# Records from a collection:

----------

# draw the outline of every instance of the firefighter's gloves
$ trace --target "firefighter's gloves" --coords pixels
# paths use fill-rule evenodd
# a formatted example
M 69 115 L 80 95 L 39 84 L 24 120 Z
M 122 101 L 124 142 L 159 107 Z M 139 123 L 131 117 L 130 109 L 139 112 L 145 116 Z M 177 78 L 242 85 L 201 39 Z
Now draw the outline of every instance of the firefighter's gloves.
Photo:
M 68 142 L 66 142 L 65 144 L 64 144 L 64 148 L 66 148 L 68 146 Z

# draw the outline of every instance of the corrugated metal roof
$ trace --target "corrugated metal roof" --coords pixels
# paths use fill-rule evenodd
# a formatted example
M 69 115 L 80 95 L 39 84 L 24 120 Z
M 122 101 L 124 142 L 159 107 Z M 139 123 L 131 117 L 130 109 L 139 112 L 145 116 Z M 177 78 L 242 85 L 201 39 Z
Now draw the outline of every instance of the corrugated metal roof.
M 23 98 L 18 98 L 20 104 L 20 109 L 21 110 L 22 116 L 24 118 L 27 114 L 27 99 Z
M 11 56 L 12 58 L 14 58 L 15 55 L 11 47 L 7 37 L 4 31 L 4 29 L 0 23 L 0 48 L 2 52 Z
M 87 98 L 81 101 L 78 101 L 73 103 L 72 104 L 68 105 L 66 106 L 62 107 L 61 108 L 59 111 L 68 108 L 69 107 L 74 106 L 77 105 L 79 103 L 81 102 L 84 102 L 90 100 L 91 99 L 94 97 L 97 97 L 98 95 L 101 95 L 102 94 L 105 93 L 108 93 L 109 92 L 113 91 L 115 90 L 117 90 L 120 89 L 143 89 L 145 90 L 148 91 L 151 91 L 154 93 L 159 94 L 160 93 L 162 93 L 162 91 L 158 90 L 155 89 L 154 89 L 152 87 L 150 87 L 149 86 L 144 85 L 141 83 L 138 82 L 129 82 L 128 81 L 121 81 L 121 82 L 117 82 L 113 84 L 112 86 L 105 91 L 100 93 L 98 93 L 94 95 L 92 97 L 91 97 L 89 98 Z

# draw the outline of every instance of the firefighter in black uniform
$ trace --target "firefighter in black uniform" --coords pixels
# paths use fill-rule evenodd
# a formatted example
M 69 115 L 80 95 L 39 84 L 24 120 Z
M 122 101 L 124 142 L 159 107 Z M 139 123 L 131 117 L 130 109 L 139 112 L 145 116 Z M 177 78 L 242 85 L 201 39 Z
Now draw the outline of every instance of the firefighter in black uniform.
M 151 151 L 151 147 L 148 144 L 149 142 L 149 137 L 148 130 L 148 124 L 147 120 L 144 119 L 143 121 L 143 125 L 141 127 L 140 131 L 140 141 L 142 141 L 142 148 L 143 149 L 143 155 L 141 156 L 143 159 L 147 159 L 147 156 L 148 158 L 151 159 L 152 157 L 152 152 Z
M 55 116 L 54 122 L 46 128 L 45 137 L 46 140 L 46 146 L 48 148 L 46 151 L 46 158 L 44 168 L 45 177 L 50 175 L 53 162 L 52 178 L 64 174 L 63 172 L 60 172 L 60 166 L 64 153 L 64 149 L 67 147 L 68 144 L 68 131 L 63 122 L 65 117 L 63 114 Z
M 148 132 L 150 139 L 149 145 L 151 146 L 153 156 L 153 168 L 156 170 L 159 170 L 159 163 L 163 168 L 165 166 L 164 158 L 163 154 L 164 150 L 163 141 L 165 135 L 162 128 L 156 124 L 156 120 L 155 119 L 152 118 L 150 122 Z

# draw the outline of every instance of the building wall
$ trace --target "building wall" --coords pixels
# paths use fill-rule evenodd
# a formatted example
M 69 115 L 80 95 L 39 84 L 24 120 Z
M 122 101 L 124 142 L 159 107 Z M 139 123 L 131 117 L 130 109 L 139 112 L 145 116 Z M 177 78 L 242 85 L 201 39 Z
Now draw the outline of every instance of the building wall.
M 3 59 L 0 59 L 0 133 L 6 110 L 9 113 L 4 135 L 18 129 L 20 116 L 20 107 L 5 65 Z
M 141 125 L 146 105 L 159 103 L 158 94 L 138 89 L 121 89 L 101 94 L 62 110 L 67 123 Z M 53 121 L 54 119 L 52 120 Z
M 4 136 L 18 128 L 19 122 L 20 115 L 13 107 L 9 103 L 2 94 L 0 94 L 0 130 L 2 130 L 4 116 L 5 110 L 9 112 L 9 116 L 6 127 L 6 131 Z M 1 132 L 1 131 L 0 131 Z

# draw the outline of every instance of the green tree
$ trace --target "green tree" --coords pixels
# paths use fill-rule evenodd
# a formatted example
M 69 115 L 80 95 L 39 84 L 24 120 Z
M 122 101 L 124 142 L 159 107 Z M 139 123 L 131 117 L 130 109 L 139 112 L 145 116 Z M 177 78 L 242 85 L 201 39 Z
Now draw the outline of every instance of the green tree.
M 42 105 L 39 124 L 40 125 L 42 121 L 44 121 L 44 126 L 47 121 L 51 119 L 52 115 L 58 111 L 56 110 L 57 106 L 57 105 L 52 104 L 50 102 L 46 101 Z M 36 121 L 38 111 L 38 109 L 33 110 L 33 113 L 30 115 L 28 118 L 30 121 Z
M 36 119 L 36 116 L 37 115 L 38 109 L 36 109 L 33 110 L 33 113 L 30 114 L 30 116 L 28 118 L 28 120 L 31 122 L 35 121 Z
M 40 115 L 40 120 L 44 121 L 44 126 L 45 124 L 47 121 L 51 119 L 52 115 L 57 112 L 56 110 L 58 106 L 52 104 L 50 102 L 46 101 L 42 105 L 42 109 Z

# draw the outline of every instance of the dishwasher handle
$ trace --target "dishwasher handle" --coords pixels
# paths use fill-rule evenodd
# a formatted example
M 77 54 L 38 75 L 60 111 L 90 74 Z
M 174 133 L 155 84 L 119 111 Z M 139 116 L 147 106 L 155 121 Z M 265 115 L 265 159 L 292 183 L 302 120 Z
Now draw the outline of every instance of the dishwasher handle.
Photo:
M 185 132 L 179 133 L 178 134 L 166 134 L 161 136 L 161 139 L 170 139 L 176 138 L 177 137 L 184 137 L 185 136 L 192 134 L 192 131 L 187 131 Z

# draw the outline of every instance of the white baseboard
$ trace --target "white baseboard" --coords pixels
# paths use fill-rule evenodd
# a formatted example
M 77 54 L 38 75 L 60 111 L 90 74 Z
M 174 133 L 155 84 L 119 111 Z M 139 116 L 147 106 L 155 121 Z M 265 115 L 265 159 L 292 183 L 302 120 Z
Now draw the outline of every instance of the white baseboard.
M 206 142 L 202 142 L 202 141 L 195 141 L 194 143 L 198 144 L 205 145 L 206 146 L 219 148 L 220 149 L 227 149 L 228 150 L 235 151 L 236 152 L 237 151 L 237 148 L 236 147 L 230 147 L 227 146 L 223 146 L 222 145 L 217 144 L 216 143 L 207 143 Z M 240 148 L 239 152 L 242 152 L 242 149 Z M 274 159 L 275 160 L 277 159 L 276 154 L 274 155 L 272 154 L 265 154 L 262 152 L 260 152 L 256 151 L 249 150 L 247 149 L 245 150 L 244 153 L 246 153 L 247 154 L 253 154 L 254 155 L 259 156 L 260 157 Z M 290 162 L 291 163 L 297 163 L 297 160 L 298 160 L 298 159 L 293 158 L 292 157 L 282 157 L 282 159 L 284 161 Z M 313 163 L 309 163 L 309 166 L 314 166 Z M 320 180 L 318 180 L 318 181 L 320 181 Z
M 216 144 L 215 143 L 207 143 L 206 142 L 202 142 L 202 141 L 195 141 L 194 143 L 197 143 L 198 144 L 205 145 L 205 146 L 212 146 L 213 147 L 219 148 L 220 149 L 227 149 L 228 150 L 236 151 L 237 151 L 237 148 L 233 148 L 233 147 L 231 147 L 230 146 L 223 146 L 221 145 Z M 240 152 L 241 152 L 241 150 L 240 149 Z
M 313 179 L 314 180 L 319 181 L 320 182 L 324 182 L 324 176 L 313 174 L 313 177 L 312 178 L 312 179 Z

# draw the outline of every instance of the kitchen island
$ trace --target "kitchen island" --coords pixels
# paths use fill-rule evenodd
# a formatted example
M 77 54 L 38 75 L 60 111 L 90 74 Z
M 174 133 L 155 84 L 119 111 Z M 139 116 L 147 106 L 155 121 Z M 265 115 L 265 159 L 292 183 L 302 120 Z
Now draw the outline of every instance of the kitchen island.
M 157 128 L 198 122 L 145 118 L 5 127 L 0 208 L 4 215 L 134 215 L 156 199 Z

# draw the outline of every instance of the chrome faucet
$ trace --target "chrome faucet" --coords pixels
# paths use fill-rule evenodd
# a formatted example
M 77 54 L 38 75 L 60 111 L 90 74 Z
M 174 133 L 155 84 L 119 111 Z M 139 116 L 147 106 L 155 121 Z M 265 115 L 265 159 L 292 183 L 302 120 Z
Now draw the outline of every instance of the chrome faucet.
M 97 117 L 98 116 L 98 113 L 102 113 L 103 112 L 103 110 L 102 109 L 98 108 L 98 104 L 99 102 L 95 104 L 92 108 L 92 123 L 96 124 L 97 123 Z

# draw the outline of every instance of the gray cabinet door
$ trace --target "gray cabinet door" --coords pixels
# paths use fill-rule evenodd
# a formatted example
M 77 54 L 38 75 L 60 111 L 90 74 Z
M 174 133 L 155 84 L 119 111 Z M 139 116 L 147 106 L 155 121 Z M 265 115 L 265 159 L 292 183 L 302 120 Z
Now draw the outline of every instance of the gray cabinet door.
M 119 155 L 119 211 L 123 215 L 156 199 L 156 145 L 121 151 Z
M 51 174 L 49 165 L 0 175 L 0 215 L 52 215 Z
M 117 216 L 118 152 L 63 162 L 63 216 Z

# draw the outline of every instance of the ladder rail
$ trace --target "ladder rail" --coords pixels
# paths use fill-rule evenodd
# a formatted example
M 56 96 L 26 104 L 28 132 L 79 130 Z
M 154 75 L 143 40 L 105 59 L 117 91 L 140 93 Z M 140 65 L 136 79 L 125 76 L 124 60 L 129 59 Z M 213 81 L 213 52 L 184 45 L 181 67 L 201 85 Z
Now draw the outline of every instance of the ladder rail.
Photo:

----------

# What you have to do:
Retype the data from the line containing "# draw the outline of every instance of the dishwasher" through the line containing "M 185 132 L", including both of those lines.

# In response:
# draw the outline of every instance of the dishwasher handle
$ trace --target "dishwasher handle" --coords pixels
# paths use fill-rule evenodd
# a formatted example
M 77 54 L 38 75 L 60 111 L 90 74 Z
M 174 133 L 155 84 L 119 111 Z M 139 116 L 147 106 L 155 121 Z M 265 115 L 265 159 L 292 183 L 302 120 Z
Now draw the outline of every instance of the dishwasher handle.
Photo:
M 185 132 L 179 133 L 178 134 L 166 134 L 161 136 L 161 139 L 170 139 L 176 138 L 177 137 L 184 137 L 185 136 L 192 134 L 192 131 L 187 131 Z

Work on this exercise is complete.